Requirement a ▸ Output the passage of the media-clampdown debate that opens with the words containing "The media can" and closes with "is gone now.", copying it word for word.

Extract ▸
━━━━

ThePrint asks: Godhra, Kashmir, northeast CAB unrest: can clampdowns on media visuals help curb violence?


Indian media today can incite violence and inflame passions

Sushant Sareen
Senior fellow, ORF

The media can incite violence and flame passions. At one level, it has become more raucous than ever before in India. It’s a no-holds-barred media, which is always in your face.

Earlier, the debates were restrained. Whenever there was a conflict or a riot, the media would never name the communities involved. That kind of restraint is gone now.

But the tricky question that arises is whether a government diktat can tell the media how to report. Or should the gatekeepers of media exercise responsibility and restraint?

During the old media days, there was the luxury of bringing the paper out the next day. But today, it is about instant gratification. Everyone wants to be the first to report a piece of news without verifying it. The media too broadcasts unverified news, and fake news ends up getting a life of its own. Rumours are always floating around and people start building theories around what was a rumour at best and fake news at worst.

An advisory issued is not a diktat. It’s a statement that caution needs to be exercised, I think it would be a problem if the Modi government censors news organisations. But I don’t think that is the case. Moreover, the recommendations for media restrictions in the Nanavati Commission report are merely observations.


The Gujarat coverage led to international agencies and public opinion turning against the state government

R. B. Sreekumar
Former IPS officer

Imposing media blackout must be decided on the basis of what content news channels are broadcasting and what they are projecting. During the 2002 Gujarat riots, I sent reports to then-Chief Minister Narendra Modi’s government about the ground situation, but no official responded. Ultimately, they punished me for these reports.

A barrage of fabricated news stories were being circulated at that time. Reports of Hindu women being molested and their ‘chests’ being cut and thrown away were surfacing. But after five days or so, our inquiry found that it wasn’t true.

On the other hand, the ghastly and gruesome scenes of violence being reported helped give an idea of what was happening on the ground. This coverage led to international agencies and public opinion turning against the state government. Those grisly visuals showed that truth cannot be suppressed.

In the context of Godhra, I think that it was politically very motivated to project and display the Hindu dead bodies. This was covered by the news media, which may have instigated violence.


What the government learned in Kashmir, it will apply in Assam and Chhattisgarh too

Khurram Parvez
Human rights advocate 

History is proof that Indian journalists have accepted the version of the Indian government’s stand on the Kashmir issue. So, why should they get to complain now? What holds true for Indian journalists on Kashmir is exactly what will happen in other parts of the country. Martin Luther King once said, “Injustice anywhere is a threat to justice everywhere.”

━━━━

Items in a dataset:

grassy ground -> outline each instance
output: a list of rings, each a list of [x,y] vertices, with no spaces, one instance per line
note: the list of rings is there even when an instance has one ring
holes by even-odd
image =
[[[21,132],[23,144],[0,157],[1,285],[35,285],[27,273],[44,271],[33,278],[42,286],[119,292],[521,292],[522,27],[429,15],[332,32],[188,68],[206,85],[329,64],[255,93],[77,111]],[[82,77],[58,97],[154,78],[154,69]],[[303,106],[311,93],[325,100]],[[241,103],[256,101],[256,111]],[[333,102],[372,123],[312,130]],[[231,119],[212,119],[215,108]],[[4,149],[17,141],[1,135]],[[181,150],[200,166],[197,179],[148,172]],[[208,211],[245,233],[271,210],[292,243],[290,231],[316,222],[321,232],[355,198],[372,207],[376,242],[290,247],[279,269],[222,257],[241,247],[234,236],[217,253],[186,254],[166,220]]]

━━━━

Requirement b ▸ Switch "instance" to "object" throughout the dataset entries above and give their lines again, changing nothing else.

Task response a ▸
The media can incite violence and flame passions. At one level, it has become more raucous than ever before in India. It’s a no-holds-barred media, which is always in your face.

Earlier, the debates were restrained. Whenever there was a conflict or a riot, the media would never name the communities involved. That kind of restraint is gone now.

Task response b ▸
grassy ground -> outline each object
output: a list of rings, each a list of [x,y] vertices, with no spaces, one object per line
note: the list of rings is there even when an object has one ring
holes by even-odd
image =
[[[21,132],[23,144],[0,157],[1,285],[35,285],[27,273],[44,271],[33,278],[42,286],[119,292],[521,292],[522,27],[429,15],[332,32],[188,68],[206,85],[329,64],[255,93],[77,111]],[[82,77],[58,97],[154,78],[154,69]],[[303,106],[311,93],[325,100]],[[241,103],[256,101],[256,111]],[[333,102],[372,123],[312,130]],[[231,119],[212,119],[215,108]],[[4,149],[17,141],[1,135]],[[181,150],[200,166],[197,179],[148,172]],[[208,211],[245,233],[271,210],[292,243],[290,231],[316,222],[321,232],[355,198],[372,207],[376,242],[290,247],[279,269],[222,257],[241,247],[234,236],[217,253],[186,254],[166,220]]]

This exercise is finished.